Saudi Arabia was also considered a good model of rehabilitating terrorists. But in January the kingdom disclosed that 11 graduates of the program had been rearrested for joining militant groups. [Editor’s note: The original version of this story contained a reference to an attacker who detonated a suicide bomb near a Saudi prince, and said the man graduated from Saudi Arabia’s terrorism rehabilitation program. He was not a graduate of the program.]

Many countries around the world – including Pakistan, Yemen, and the United States – are struggling with the issue of what to do with terrorism suspects in their custody. With Indonesia and Saudi Arabia's models seemingly compromised, rehabilitation has become both a pressing and confounding issue.

Recent attacks in Indonesia have generated much criticism of that country's rehabilitation efforts. But it doesn't mean the entire system needs to be thrown out, International Crisis Group's senior advisor for Asia Sidney Jones recently told The Jakarta Post.

SET TASKS ::
1 - In the passage on terrorist rehabilitation, how many graduates of Saudi Arabia's program were rearrested for joining militant groups?
2 - Write out the passage on terrorist rehabilitation starting at "Saudi Arabia was" and ending at "and confounding issue.", substituting "detention" for "custody".
3 - Extend the passage on terrorist rehabilitation with the next few sentences, following on from its final one.
The rows that come next are separate material, distinct from the passage on terrorist rehabilitation.

DATASET EXTRACT ::
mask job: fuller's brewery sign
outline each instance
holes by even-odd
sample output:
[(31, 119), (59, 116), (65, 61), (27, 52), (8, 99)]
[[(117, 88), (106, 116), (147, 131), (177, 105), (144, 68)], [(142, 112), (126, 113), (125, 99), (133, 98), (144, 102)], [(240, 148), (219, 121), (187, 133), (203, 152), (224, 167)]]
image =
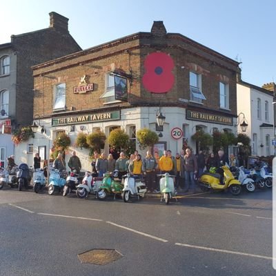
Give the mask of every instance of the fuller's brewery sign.
[(233, 126), (233, 117), (215, 115), (214, 114), (186, 110), (186, 118), (188, 120), (207, 121), (208, 123), (221, 124)]
[(93, 123), (96, 121), (105, 121), (120, 119), (120, 111), (111, 111), (103, 113), (92, 113), (84, 115), (63, 117), (52, 118), (52, 126), (66, 126), (77, 124)]

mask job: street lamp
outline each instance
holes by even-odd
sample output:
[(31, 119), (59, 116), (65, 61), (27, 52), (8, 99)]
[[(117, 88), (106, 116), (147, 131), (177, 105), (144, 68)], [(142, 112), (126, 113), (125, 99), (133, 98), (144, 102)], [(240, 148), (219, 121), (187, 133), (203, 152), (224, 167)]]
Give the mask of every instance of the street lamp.
[[(40, 118), (41, 117), (39, 115), (34, 115), (34, 121), (32, 122), (32, 126), (30, 126), (32, 128), (32, 130), (33, 131), (34, 133), (37, 133), (37, 129), (39, 128), (39, 127), (41, 128), (40, 132), (43, 134), (43, 133), (46, 133), (46, 130), (44, 128), (43, 125), (41, 125), (40, 124)], [(35, 119), (39, 119), (39, 124), (37, 125), (37, 124), (35, 122)]]
[(275, 119), (274, 118), (274, 105), (276, 103), (276, 101), (273, 101), (272, 103), (272, 121), (273, 124), (273, 146), (274, 146), (274, 156), (276, 155), (276, 141), (275, 141)]
[[(165, 119), (166, 119), (166, 117), (162, 115), (161, 112), (160, 111), (160, 108), (159, 108), (159, 113), (156, 115), (156, 121), (157, 123), (157, 126), (159, 127), (160, 126), (163, 127), (163, 126), (165, 123)], [(163, 135), (161, 132), (159, 132), (158, 136), (159, 137), (163, 137)]]
[[(241, 121), (241, 124), (239, 124), (239, 116), (240, 115), (243, 115), (244, 116), (243, 118), (242, 118), (242, 121)], [(244, 114), (243, 112), (239, 112), (239, 115), (237, 115), (237, 124), (234, 124), (235, 126), (237, 126), (239, 125), (241, 128), (241, 131), (243, 132), (246, 132), (247, 127), (248, 126), (248, 124), (246, 123), (246, 117), (245, 117)]]

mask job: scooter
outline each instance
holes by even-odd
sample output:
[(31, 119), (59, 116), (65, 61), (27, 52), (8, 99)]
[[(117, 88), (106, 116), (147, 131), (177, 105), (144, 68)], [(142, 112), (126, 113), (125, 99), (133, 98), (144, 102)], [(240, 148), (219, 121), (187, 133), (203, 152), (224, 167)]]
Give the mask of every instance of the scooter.
[(248, 192), (253, 193), (256, 189), (254, 180), (252, 178), (248, 177), (248, 175), (244, 173), (243, 168), (244, 168), (241, 166), (238, 169), (238, 180), (239, 182), (241, 182), (241, 186), (244, 187)]
[(145, 183), (139, 179), (135, 179), (130, 173), (123, 176), (125, 178), (122, 197), (124, 202), (129, 202), (131, 197), (138, 199), (145, 196), (147, 189)]
[(221, 175), (219, 173), (205, 172), (198, 179), (202, 190), (223, 190), (229, 188), (232, 195), (238, 195), (241, 191), (241, 182), (235, 179), (228, 166), (222, 166), (224, 183), (220, 183)]
[(26, 189), (28, 188), (28, 186), (32, 177), (30, 175), (30, 170), (28, 165), (22, 163), (18, 167), (17, 173), (18, 189), (22, 190), (22, 188), (25, 187)]
[(168, 204), (170, 200), (172, 197), (175, 197), (175, 201), (177, 201), (177, 199), (176, 198), (177, 192), (175, 188), (175, 183), (172, 179), (172, 177), (175, 177), (175, 175), (170, 175), (168, 172), (157, 175), (158, 177), (161, 177), (159, 181), (159, 188), (161, 195), (161, 202), (164, 199), (166, 204)]
[(17, 172), (18, 167), (13, 167), (9, 172), (3, 168), (0, 168), (0, 190), (3, 188), (5, 184), (9, 185), (10, 188), (14, 188), (17, 182)]
[(268, 166), (264, 165), (261, 168), (261, 175), (264, 178), (264, 184), (266, 188), (272, 187), (273, 175), (268, 172)]
[[(115, 175), (116, 177), (116, 175)], [(120, 180), (115, 180), (113, 177), (111, 177), (109, 172), (106, 172), (103, 179), (103, 182), (98, 191), (98, 199), (103, 200), (106, 199), (107, 195), (114, 195), (114, 199), (116, 198), (116, 195), (121, 195), (121, 191), (124, 188), (124, 184)]]
[(77, 197), (80, 199), (87, 199), (88, 194), (93, 194), (97, 198), (99, 188), (102, 182), (103, 177), (93, 177), (91, 172), (86, 172), (81, 184), (77, 186)]
[(46, 186), (46, 179), (44, 175), (45, 168), (36, 168), (32, 175), (34, 191), (37, 194)]
[(61, 171), (59, 170), (52, 170), (50, 171), (49, 186), (48, 193), (49, 195), (52, 195), (55, 190), (58, 190), (59, 193), (61, 192), (64, 185), (66, 183), (66, 177), (67, 175), (66, 171)]
[(66, 178), (66, 183), (63, 187), (63, 197), (70, 194), (72, 190), (77, 190), (77, 186), (79, 184), (78, 176), (76, 170), (73, 170), (72, 172), (68, 173), (68, 176)]

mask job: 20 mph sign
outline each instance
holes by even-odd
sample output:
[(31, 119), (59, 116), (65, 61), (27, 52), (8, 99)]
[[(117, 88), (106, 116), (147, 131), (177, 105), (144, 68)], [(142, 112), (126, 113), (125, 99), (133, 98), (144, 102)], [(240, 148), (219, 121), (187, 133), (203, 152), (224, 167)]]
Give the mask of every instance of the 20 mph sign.
[(170, 133), (172, 135), (172, 137), (176, 140), (178, 140), (183, 136), (183, 131), (179, 128), (173, 128)]

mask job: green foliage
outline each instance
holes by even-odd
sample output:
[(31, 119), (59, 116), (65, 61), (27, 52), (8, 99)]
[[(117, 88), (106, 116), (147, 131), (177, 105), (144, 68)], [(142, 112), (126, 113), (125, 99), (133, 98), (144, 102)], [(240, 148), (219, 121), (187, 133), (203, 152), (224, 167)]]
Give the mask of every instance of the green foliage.
[(251, 140), (248, 136), (244, 133), (239, 133), (236, 138), (236, 141), (235, 144), (242, 143), (244, 146), (249, 146), (250, 144)]
[(213, 141), (214, 151), (217, 151), (219, 148), (225, 148), (235, 144), (235, 137), (232, 132), (215, 131), (213, 133)]
[(213, 144), (213, 137), (210, 134), (203, 130), (197, 130), (191, 137), (192, 139), (199, 143), (199, 148), (202, 150), (208, 150), (209, 146)]
[(30, 126), (23, 127), (16, 130), (12, 136), (12, 141), (17, 146), (20, 143), (28, 141), (30, 137), (34, 138), (34, 133)]
[(88, 148), (89, 145), (87, 144), (87, 136), (86, 133), (79, 132), (76, 139), (76, 146), (81, 148)]
[(156, 132), (146, 128), (138, 130), (136, 133), (136, 137), (141, 150), (152, 147), (159, 141), (159, 137)]
[(129, 136), (121, 128), (115, 128), (108, 136), (108, 143), (112, 147), (121, 150), (127, 148)]
[(90, 133), (86, 137), (86, 143), (93, 150), (97, 150), (98, 152), (101, 152), (101, 148), (104, 148), (106, 140), (106, 135), (101, 131)]

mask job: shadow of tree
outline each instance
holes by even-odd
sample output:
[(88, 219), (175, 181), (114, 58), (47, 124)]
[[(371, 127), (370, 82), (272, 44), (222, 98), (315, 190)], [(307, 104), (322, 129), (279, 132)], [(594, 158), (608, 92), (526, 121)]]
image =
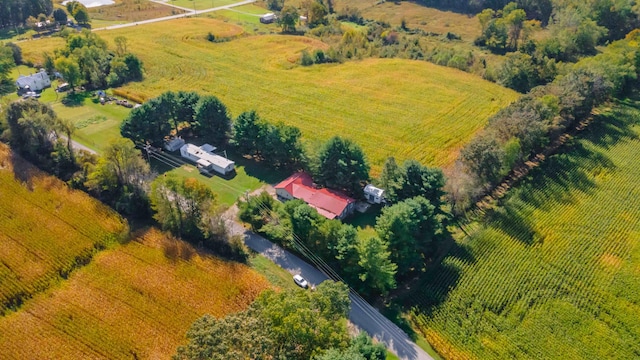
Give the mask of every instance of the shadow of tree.
[(11, 151), (9, 157), (13, 177), (26, 186), (29, 191), (33, 191), (33, 177), (37, 174), (37, 169), (30, 162), (18, 155), (15, 151)]
[(227, 154), (229, 159), (235, 161), (236, 165), (244, 167), (247, 175), (255, 177), (266, 184), (276, 184), (291, 175), (290, 171), (274, 169), (264, 162), (256, 161), (251, 157), (237, 153), (233, 148), (228, 148)]
[(78, 107), (84, 104), (84, 100), (91, 97), (88, 91), (69, 92), (62, 99), (62, 104), (67, 107)]

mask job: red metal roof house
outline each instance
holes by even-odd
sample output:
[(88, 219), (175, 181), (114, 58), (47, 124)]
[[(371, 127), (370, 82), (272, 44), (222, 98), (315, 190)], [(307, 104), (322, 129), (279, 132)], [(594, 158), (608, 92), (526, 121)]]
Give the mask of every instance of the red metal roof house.
[(347, 195), (330, 189), (318, 189), (311, 176), (295, 173), (276, 185), (280, 200), (300, 199), (328, 219), (344, 219), (353, 212), (356, 201)]

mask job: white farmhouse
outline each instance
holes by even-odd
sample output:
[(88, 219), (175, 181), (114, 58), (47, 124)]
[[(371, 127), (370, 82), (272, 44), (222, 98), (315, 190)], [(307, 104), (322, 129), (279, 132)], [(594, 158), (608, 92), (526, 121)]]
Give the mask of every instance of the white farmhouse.
[(41, 91), (51, 86), (51, 80), (47, 72), (42, 70), (29, 76), (20, 76), (18, 80), (16, 80), (16, 86), (18, 87), (18, 93)]
[(384, 190), (369, 184), (364, 187), (364, 197), (370, 204), (380, 204), (384, 199)]
[(185, 144), (180, 148), (180, 155), (195, 162), (202, 173), (209, 174), (213, 170), (219, 174), (227, 175), (233, 171), (235, 162), (214, 154), (213, 151), (215, 149), (214, 146), (209, 144), (202, 146)]
[(184, 145), (184, 140), (180, 137), (173, 138), (171, 140), (166, 140), (164, 142), (164, 148), (167, 151), (176, 151), (180, 149)]

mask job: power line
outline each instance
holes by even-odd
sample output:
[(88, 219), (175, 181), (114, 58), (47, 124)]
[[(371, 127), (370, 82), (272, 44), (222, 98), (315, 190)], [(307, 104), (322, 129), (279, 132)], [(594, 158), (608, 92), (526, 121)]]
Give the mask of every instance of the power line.
[[(277, 218), (277, 213), (275, 213), (272, 209), (269, 209), (266, 203), (264, 203), (261, 199), (255, 198), (257, 200), (258, 206), (263, 211), (263, 214), (268, 216), (272, 221), (274, 220), (274, 214)], [(388, 331), (390, 334), (395, 333), (396, 336), (406, 337), (407, 335), (397, 328), (395, 324), (392, 323), (392, 326), (388, 326), (382, 323), (377, 317), (382, 316), (376, 310), (372, 310), (373, 308), (355, 289), (353, 289), (347, 282), (342, 279), (342, 277), (331, 268), (320, 256), (311, 251), (308, 247), (304, 245), (300, 237), (293, 232), (293, 229), (289, 229), (289, 233), (292, 236), (294, 246), (300, 249), (300, 253), (304, 255), (309, 261), (311, 261), (315, 267), (320, 270), (323, 274), (325, 274), (329, 279), (334, 281), (341, 281), (345, 285), (347, 285), (349, 289), (349, 293), (353, 296), (354, 302), (359, 303), (360, 309), (369, 315), (369, 318), (372, 319), (380, 328)], [(388, 321), (388, 319), (386, 319)], [(402, 342), (400, 344), (396, 344), (396, 346), (402, 346), (405, 351), (413, 351), (413, 349), (406, 343)]]

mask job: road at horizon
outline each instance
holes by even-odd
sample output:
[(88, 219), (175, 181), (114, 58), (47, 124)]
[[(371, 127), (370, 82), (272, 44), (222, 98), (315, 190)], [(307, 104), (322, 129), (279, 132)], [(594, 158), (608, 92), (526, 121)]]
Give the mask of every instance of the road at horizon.
[[(154, 2), (156, 2), (158, 4), (163, 4), (163, 5), (166, 5), (166, 6), (170, 6), (170, 7), (175, 7), (177, 9), (186, 10), (186, 8), (183, 8), (181, 6), (170, 5), (170, 4), (164, 3), (162, 1), (154, 1)], [(208, 13), (208, 12), (218, 11), (218, 10), (228, 10), (228, 9), (234, 8), (236, 6), (248, 5), (248, 4), (251, 4), (251, 3), (254, 3), (254, 2), (256, 2), (256, 0), (243, 0), (243, 1), (237, 2), (235, 4), (217, 6), (217, 7), (213, 7), (213, 8), (210, 8), (210, 9), (203, 9), (203, 10), (197, 10), (197, 11), (189, 9), (189, 11), (187, 11), (184, 14), (165, 16), (165, 17), (149, 19), (149, 20), (141, 20), (141, 21), (126, 23), (126, 24), (120, 24), (120, 25), (111, 25), (111, 26), (106, 26), (106, 27), (102, 27), (102, 28), (92, 29), (91, 31), (105, 31), (105, 30), (122, 29), (122, 28), (130, 27), (130, 26), (151, 24), (151, 23), (155, 23), (155, 22), (167, 21), (167, 20), (173, 20), (173, 19), (180, 19), (180, 18), (189, 17), (189, 16), (197, 16), (198, 14), (203, 14), (203, 13)]]

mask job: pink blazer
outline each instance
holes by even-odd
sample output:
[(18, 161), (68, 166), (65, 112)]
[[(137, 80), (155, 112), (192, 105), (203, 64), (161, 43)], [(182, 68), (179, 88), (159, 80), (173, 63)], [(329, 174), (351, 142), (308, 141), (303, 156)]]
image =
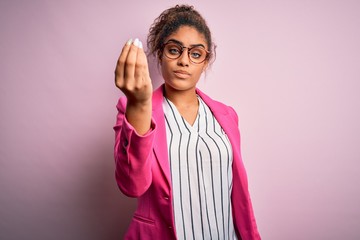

ANSWERS PER TASK ::
1 - Eleven graduates of the program were rearrested.

2 -
Saudi Arabia was also considered a good model of rehabilitating terrorists. But in January the kingdom disclosed that 11 graduates of the program had been rearrested for joining militant groups. [Editor’s note: The original version of this story contained a reference to an attacker who detonated a suicide bomb near a Saudi prince, and said the man graduated from Saudi Arabia’s terrorism rehabilitation program. He was not a graduate of the program.]

Many countries around the world – including Pakistan, Yemen, and the United States – are struggling with the issue of what to do with terrorism suspects in their detention. With Indonesia and Saudi Arabia's models seemingly compromised, rehabilitation has become both a pressing and confounding issue.

3 -
"[It is] … simplistic and naïve to say that the program is a failure because there was a bombing. It's much more complicated than that," [said Ms. Jones].

... Jones believes the country needs to further integrate cooperation between state institutions including the ministries and the police.

"If we look at the program in Saudi Arabia, it is very integrated, with many different parts of the government involved," she said.

But Saudi Arabia's system is also in need of a major overhaul, argues Tawfik Hamid, in a blog for conservative US news outlet Newsmax.

[I]t is vital in such programs to have proper peer review for the study. Political statements of the program's success are not sufficient to consider it effective. Detailed statistical analyses and comparison to a control group in other Middle Eastern countries that do not use this approach are needed for further evaluation of the Saudi program. It may turn out that using other tactics is more effective or, that putting the terrorists in prison or under surveillance indefinitely may yield a better outcome. Releasing the terrorists may actually facilitate further spread of the radical ideology.